What is required ::
Can you rescale the records below, beginning at the line that has "Objective — one dot per instance of the alloy" and stopping after the line that has "[[229, 99]]", by giving those lines again with each request unchanged and every point coordinate in the answers multiplied by 0.65 and rounded to a whole number, halves rounding up? Return only those lines.

Material for the task ::
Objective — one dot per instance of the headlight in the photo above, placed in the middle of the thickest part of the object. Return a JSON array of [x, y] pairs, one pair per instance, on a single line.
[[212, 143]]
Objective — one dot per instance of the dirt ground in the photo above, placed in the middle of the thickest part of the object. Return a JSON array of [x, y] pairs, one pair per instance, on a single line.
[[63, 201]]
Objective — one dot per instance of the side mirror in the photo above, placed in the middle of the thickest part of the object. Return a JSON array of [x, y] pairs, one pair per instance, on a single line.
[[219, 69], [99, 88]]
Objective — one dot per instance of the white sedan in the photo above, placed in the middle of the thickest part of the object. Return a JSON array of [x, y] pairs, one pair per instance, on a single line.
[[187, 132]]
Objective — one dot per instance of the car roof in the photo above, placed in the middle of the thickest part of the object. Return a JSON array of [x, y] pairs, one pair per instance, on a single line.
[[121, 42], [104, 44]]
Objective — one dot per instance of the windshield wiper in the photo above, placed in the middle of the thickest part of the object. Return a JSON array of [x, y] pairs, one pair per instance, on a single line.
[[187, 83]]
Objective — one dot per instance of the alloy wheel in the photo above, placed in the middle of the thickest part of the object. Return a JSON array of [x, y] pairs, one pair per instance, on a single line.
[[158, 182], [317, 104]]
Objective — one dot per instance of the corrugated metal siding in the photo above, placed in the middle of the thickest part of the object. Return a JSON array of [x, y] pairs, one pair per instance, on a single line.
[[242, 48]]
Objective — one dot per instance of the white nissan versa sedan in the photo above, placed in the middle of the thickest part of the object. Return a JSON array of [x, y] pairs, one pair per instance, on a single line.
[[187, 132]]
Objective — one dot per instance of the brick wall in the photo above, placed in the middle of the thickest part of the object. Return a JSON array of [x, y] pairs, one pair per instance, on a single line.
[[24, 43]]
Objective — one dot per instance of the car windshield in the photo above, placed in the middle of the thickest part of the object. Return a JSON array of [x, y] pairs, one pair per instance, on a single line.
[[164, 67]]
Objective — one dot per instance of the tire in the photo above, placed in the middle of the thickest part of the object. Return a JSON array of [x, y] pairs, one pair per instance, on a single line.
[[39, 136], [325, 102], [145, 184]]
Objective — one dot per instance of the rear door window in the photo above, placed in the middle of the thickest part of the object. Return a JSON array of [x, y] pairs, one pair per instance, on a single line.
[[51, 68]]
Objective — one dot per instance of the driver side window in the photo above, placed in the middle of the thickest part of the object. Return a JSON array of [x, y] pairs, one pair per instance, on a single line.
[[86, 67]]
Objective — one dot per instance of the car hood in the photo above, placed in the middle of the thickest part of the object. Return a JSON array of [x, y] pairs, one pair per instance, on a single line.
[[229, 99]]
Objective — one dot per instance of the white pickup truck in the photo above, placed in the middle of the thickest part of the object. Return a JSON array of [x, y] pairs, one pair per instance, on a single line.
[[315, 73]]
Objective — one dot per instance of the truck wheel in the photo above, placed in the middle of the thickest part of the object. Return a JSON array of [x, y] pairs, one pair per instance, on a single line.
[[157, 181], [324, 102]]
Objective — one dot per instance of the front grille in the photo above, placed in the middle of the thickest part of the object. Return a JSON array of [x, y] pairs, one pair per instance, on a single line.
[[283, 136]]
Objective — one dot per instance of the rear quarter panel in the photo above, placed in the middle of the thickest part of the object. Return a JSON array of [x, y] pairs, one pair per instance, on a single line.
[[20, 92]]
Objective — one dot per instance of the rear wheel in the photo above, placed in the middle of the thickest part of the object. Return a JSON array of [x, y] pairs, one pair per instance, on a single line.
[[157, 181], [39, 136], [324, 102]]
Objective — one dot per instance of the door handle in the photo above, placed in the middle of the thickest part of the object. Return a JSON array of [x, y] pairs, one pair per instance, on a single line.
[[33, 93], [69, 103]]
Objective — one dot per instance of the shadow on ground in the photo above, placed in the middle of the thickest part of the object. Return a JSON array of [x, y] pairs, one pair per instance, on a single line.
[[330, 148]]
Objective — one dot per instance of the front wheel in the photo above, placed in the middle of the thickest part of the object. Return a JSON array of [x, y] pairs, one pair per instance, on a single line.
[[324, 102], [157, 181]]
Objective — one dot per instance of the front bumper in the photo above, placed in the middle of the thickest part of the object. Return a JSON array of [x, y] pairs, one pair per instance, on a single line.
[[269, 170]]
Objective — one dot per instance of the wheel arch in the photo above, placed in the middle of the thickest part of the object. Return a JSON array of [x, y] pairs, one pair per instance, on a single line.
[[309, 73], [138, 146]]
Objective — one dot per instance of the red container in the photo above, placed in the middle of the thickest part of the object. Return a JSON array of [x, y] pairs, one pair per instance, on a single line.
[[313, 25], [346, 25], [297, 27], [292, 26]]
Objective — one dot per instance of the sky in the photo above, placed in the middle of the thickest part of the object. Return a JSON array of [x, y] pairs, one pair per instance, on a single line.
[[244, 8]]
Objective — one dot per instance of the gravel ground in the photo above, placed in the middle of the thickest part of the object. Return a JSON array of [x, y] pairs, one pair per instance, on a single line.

Final result ::
Objective — one dot per instance of the alloy wheel in the photo above, placed in the middle of the thickest part of the object. Return a JSON array of [x, y] pairs, one pair per instance, on a single line.
[[103, 118], [206, 68]]
Objective — one dot per instance of the corrugated metal siding in the photo above, placed in the middle of the thickest part of the object. Return a JSON array of [x, y] pairs, one pair per instance, on a single line.
[[157, 31]]
Objective — one dot per instance of the white nissan versa sedan in the photo above, placed in the middle of the thickest part of the object. Return a JSON array of [x, y] pairs, one pair per instance, on a single line.
[[122, 86]]
Objective — one dot per instance of the brick wall in the photo above, placed in the middle of the thickest part of the object. Return a JSON array of [x, y] pairs, one pair per instance, on a single line.
[[16, 28]]
Objective — one dot per instance of the car windshield in the photo above, placed in the middle of the thickest part of the object. Return a JSON array of [x, y] pairs, one pair per instance, on a single line.
[[107, 44]]
Objective — one dot per instance of the tire in the photo above, placed in the middle of the thickest part of the object. Return a JSON array of [x, y] pairs, one pair per instance, on a single line.
[[25, 88], [211, 66], [94, 120]]
Objective — one dot per instance of the rear door window in the photo above, placed in the middle of the thickest part of the object. Return a JSON array of [x, y] pairs, one pair per instance, on a single line.
[[33, 44]]
Objective — one dot per instance of the driver side window in the photo above, placed in the middle of the thickest part of the object. Return a JSON array of [x, y] pairs, one pair per instance, on a single line.
[[56, 44]]
Objective — one dot per instance of the car hood in the photo above, placed in the middle of the thickest part of the object. Return a JSON array of [x, y] pairs, one pair per instance, on a single line.
[[149, 64]]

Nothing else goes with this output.